Segment Start: GIVEN INFORMATION
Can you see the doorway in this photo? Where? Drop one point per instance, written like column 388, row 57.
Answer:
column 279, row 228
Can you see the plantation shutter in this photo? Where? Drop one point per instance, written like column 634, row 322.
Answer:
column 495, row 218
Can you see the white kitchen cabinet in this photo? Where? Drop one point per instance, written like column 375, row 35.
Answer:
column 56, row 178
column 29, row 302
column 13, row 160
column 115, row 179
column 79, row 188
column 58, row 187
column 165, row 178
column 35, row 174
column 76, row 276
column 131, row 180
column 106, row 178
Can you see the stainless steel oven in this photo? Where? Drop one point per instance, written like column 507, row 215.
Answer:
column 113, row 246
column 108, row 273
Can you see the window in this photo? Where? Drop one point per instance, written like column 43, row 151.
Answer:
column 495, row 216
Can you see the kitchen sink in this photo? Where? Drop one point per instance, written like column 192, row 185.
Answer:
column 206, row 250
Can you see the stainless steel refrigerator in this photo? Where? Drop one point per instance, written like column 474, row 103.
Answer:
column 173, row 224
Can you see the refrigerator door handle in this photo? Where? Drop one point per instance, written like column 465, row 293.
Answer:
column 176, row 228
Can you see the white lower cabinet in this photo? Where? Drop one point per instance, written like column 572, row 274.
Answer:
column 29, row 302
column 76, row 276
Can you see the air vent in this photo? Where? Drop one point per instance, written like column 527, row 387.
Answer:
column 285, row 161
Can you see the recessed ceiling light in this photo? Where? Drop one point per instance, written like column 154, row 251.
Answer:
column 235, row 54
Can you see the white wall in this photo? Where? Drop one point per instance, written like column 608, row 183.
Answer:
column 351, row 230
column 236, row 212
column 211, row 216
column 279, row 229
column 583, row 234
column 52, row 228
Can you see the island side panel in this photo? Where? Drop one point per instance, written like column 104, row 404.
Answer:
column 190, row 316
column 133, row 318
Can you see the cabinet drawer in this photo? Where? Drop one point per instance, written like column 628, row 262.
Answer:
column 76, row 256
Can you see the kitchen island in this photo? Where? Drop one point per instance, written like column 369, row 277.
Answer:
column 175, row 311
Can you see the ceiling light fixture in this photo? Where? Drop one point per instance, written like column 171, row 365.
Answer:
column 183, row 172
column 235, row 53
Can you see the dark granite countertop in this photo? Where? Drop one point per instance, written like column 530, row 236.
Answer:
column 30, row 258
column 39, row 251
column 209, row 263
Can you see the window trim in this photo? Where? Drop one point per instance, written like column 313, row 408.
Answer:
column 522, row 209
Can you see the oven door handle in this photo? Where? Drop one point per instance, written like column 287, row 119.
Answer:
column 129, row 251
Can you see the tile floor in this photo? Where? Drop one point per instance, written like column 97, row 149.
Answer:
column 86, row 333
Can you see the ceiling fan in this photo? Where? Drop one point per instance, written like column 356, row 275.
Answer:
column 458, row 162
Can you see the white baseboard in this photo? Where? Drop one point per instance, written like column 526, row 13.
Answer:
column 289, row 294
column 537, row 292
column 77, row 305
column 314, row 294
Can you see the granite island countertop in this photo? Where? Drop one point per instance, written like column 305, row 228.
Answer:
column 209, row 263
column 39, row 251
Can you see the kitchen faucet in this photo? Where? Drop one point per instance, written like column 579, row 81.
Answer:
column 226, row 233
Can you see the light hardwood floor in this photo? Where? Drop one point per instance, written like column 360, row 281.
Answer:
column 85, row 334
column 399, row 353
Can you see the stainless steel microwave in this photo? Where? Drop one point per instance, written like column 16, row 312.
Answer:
Segment End: GIVEN INFORMATION
Without leaving out a single line, retype the material above exactly.

● **RESULT**:
Can you see the doorway in this photo? Where? Drop one point per instance, written like column 388, row 57.
Answer:
column 279, row 228
Can you see the plantation shutter in this photo? Where? Drop one point per instance, written like column 634, row 322.
Answer:
column 495, row 218
Can you see the white kitchen cabinet in this photo? Where? Drop one point per instance, written like column 375, row 35.
Answer:
column 56, row 178
column 29, row 302
column 13, row 160
column 115, row 179
column 79, row 188
column 58, row 187
column 165, row 178
column 35, row 174
column 76, row 276
column 131, row 180
column 106, row 178
Can you see the stainless steel oven in this photo? Where? Drop one point per instance, written like column 507, row 215.
Answer:
column 113, row 246
column 108, row 273
Can you see the window in this photo? Where? Drop one point per instance, written like column 43, row 151.
Answer:
column 495, row 216
Can you see the kitchen sink in this photo? Where? Drop one point per instance, written like column 192, row 185.
Answer:
column 206, row 250
Can you see the stainless steel refrigerator in this photo? Where? Drop one point per instance, written like column 474, row 103.
Answer:
column 173, row 224
Can you see the refrigerator door handle in this photo? Where? Drop one point per instance, written like column 465, row 293.
Answer:
column 176, row 228
Can you see the white lower cabinet in this photo? Where? Drop one point per instance, written like column 572, row 274.
Answer:
column 29, row 302
column 76, row 276
Can you see the air vent in this photo? Where? Drop one point per instance, written like column 527, row 387.
Answer:
column 285, row 161
Can you see the recessed ceiling light in this photo? Where? Drop one point per instance, written like column 154, row 251.
Answer:
column 235, row 54
Can you see the white wall in this photo? Where? Drop one point per instance, written like column 608, row 183.
Answer:
column 351, row 230
column 236, row 212
column 211, row 216
column 279, row 229
column 583, row 234
column 52, row 228
Can you see the island side panel in this photo? Where? Drop one point per instance, written like column 104, row 404.
Answer:
column 190, row 316
column 133, row 318
Can you see the cabinet drawer in this photo? Where? Drop one point per instance, written like column 628, row 262.
Answer:
column 76, row 256
Can you see the kitchen island in this photo? Where? Drop one point per instance, written like column 369, row 277.
Answer:
column 175, row 311
Can you see the ceiling light fixture in this photo? Where? Drop one point per instance, written like column 171, row 365.
Answer:
column 183, row 172
column 235, row 53
Can you see the dark granite countertop in this photo? Where? Drop one point per instance, written like column 530, row 236.
Answer:
column 30, row 258
column 39, row 251
column 209, row 263
Can you see the window trim in this photo? Where? Drop one point per instance, written like column 313, row 408.
Answer:
column 522, row 209
Can you see the oven door handle in this photo? Where? Drop one point per instance, written like column 287, row 119.
Answer:
column 129, row 251
Can you see the tile floor in this photo? Where? Drop one point per instance, written like column 97, row 149.
Answer:
column 86, row 333
Can you see the ceiling fan in this photo? Where? Drop one point per instance, written like column 356, row 275.
Answer:
column 458, row 162
Can you see the white baseboard in this photo? Where? Drop one point per instance, written like column 526, row 13.
Answer:
column 289, row 294
column 537, row 292
column 77, row 305
column 314, row 294
Can you see the granite island countertop in this photo? Where? Drop one point per instance, written like column 305, row 228.
Answer:
column 209, row 263
column 39, row 251
Can you see the kitchen faucet in this photo? Where? Drop one point per instance, written like column 579, row 81.
Answer:
column 226, row 233
Can you see the light hardwood floor in this photo? Where? Drop one point per instance, written like column 360, row 281.
Answer:
column 85, row 334
column 399, row 353
Can you see the stainless steel microwave in this photo? Where? Drop one point per instance, written like column 16, row 312.
Answer:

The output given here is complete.